List every line in the items below that contains the word "bell", copying each line in full. Case counts.

#### Records to use:
....
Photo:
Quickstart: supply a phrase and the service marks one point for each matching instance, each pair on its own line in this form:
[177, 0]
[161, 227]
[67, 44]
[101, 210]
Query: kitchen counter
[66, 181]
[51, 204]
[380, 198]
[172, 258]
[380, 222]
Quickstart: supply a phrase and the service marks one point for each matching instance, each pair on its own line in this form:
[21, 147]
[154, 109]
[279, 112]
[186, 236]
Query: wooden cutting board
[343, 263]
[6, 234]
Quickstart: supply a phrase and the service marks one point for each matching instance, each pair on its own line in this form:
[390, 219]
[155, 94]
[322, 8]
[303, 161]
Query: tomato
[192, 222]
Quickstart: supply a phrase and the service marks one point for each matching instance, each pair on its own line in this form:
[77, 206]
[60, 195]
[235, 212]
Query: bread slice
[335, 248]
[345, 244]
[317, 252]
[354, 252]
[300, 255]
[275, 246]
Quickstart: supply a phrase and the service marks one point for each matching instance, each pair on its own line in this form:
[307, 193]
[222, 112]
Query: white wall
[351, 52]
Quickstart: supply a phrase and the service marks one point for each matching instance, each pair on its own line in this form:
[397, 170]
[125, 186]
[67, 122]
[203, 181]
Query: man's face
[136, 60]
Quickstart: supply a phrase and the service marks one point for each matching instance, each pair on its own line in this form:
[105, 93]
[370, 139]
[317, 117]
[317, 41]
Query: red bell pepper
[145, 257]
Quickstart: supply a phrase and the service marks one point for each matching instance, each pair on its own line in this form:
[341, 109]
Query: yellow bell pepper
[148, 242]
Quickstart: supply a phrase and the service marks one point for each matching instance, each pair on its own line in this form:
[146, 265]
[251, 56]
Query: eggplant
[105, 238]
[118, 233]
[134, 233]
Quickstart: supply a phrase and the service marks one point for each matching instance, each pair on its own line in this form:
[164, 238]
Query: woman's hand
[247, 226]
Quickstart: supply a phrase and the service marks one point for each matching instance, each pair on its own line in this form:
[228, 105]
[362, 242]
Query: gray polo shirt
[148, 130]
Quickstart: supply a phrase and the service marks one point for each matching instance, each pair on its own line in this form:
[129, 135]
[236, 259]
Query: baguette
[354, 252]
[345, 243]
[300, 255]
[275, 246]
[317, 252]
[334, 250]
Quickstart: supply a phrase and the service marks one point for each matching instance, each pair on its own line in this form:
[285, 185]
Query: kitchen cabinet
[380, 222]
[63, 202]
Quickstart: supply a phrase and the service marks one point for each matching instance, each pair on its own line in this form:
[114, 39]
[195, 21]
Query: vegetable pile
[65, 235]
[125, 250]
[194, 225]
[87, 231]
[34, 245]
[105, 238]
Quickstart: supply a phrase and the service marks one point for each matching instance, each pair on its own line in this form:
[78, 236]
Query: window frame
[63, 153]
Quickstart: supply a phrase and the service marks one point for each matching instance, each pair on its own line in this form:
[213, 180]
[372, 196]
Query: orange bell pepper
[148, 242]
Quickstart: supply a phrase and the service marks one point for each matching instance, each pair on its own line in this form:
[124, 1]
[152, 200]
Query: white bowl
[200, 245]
....
#### Finished exercise:
Query: red bell pepper
Query: yellow bell pepper
Query: orange bell pepper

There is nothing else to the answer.